----- Record list
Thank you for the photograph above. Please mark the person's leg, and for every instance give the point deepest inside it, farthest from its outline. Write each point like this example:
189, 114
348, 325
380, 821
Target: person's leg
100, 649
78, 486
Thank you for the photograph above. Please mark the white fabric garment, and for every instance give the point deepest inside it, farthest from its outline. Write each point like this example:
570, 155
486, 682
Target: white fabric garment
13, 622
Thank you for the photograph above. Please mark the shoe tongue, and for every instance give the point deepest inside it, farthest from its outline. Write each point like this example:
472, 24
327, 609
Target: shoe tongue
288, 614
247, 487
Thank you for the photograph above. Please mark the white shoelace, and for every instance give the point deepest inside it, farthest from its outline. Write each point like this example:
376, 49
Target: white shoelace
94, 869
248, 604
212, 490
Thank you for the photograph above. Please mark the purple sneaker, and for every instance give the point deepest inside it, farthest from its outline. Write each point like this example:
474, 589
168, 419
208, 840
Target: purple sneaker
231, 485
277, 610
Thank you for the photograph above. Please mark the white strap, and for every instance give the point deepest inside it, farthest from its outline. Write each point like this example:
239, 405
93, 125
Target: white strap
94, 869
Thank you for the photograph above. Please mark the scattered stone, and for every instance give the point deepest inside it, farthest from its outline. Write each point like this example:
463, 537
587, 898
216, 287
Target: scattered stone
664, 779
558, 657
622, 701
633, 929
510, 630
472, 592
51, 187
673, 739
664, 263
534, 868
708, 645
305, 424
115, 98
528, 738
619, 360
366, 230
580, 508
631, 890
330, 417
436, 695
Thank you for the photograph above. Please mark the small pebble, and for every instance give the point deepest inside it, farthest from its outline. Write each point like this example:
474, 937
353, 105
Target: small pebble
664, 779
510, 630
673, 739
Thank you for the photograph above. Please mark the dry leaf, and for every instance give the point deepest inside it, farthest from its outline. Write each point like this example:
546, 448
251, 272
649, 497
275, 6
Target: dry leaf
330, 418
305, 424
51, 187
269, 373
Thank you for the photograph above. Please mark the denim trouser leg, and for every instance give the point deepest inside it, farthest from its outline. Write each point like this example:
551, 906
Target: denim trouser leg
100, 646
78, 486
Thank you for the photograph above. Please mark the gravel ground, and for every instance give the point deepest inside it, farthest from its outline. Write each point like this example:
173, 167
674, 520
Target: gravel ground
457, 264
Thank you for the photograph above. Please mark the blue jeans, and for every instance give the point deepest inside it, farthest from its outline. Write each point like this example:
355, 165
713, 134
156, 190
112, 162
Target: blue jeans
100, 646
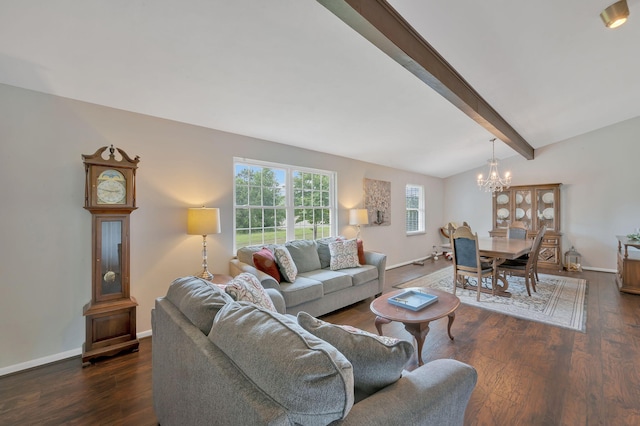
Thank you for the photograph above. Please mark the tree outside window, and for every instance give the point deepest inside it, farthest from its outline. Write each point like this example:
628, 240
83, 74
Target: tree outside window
262, 213
414, 209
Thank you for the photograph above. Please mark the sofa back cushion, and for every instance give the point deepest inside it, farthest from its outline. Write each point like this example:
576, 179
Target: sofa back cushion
304, 254
307, 376
198, 300
323, 250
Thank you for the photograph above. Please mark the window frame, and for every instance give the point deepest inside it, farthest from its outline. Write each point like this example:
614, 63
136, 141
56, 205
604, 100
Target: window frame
289, 209
420, 209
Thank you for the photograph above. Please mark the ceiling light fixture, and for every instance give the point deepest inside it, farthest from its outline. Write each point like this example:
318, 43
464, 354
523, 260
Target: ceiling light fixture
494, 183
616, 14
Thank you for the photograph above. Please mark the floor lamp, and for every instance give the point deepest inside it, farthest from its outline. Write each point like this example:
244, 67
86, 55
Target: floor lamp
203, 221
358, 217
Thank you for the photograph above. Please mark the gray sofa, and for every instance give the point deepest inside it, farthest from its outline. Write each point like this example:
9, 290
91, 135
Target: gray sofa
317, 289
218, 361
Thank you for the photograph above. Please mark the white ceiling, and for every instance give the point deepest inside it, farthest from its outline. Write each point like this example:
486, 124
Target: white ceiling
290, 71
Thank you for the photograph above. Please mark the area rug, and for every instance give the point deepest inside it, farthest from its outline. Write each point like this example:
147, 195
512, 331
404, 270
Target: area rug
559, 301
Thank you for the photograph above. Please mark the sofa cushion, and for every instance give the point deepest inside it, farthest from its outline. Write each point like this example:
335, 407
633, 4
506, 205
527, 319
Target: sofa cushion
198, 300
245, 254
304, 374
285, 262
323, 250
344, 254
303, 290
246, 287
331, 280
377, 361
265, 261
362, 274
304, 254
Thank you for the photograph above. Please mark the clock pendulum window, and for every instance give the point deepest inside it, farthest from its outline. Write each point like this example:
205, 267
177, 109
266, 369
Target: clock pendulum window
110, 198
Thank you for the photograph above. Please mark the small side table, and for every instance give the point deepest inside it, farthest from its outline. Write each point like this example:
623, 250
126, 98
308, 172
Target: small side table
416, 322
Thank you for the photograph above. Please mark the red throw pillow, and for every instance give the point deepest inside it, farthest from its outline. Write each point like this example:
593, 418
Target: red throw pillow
266, 262
361, 260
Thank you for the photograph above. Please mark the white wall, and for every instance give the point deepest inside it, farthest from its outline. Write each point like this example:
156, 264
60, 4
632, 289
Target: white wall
45, 268
600, 199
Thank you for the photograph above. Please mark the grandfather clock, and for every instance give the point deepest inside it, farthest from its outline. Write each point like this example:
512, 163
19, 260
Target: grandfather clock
110, 197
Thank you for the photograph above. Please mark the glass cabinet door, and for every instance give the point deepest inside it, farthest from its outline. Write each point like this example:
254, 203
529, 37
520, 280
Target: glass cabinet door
111, 266
523, 204
546, 208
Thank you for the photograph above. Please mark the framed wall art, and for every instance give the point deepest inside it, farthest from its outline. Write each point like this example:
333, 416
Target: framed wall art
377, 201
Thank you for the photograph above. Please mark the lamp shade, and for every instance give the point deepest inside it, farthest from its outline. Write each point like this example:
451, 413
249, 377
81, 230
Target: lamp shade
203, 221
616, 14
358, 217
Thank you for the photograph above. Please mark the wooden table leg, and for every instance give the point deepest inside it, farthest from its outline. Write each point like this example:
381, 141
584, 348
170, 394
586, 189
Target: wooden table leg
452, 316
379, 321
419, 331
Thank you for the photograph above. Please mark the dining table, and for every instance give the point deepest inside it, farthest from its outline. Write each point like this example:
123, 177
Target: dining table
499, 249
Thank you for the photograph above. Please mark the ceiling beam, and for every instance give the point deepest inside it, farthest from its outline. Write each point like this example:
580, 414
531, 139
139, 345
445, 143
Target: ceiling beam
383, 26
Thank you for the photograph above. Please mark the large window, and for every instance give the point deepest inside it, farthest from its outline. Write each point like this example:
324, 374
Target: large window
274, 203
415, 209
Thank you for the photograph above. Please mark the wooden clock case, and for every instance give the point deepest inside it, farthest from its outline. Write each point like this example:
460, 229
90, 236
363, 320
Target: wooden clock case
111, 313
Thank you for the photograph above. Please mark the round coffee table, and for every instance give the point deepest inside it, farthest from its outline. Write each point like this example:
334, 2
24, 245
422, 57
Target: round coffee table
416, 322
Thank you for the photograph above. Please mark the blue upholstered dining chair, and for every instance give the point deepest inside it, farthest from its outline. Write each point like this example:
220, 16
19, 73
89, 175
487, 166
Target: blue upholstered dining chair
528, 269
466, 259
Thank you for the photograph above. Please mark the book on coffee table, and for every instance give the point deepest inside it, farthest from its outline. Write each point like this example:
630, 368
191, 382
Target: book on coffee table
413, 299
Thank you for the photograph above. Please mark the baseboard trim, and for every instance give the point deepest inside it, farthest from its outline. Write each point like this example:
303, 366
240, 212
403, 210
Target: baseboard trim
397, 265
587, 268
52, 358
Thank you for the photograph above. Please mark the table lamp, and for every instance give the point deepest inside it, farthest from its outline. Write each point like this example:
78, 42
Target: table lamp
358, 217
203, 221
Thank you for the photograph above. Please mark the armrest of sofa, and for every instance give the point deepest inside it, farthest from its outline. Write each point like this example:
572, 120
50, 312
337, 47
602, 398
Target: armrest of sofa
379, 260
236, 267
436, 393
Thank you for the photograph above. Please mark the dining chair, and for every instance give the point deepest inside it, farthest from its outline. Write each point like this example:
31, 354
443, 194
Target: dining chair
466, 259
528, 269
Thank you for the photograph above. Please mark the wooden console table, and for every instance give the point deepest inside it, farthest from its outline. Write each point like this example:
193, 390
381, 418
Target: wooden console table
628, 276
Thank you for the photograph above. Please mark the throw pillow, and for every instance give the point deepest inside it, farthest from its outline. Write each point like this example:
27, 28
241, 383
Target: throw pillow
361, 259
344, 254
304, 254
246, 287
323, 251
265, 261
377, 360
198, 300
285, 262
307, 376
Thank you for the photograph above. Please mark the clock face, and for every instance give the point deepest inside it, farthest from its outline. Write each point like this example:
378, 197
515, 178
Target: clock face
111, 188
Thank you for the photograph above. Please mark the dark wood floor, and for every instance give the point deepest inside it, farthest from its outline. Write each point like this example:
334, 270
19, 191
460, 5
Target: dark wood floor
529, 373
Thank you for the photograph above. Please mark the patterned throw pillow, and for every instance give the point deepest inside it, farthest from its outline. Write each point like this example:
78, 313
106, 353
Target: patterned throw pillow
344, 254
265, 261
284, 260
377, 361
246, 287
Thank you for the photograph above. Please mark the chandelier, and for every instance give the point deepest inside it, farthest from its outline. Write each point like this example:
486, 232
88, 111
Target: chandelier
493, 182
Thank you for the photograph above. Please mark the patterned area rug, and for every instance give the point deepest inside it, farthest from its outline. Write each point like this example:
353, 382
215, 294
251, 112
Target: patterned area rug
559, 301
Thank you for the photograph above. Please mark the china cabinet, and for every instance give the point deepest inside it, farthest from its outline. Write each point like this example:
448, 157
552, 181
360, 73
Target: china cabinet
534, 206
628, 276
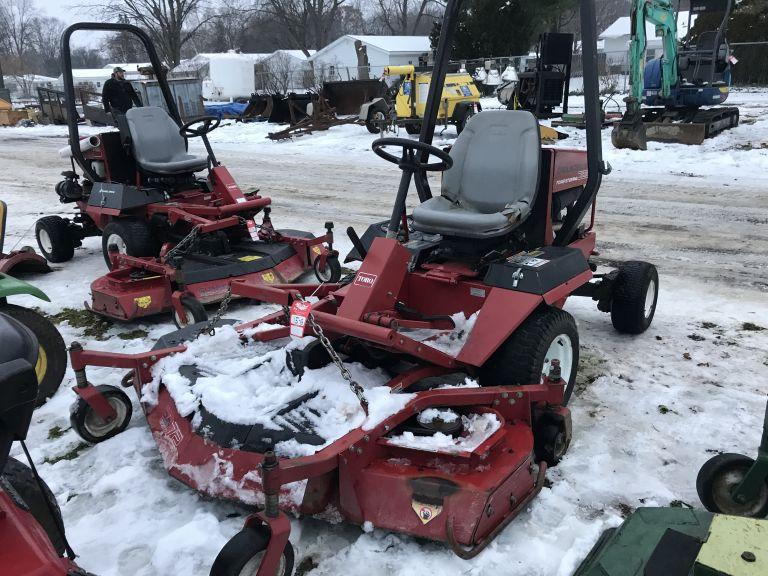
----------
**Directions:** Find every line in the rows above that contains the word "door" and copy each of those lines. The match must respect uppercase and lowercase.

**Worked answer:**
Thank you for the photograph above. Please mark the glass cabinet door, and for every instance give the point deepest inside it, farthest from its outline. Write each point like this example:
Target: glass cabinet door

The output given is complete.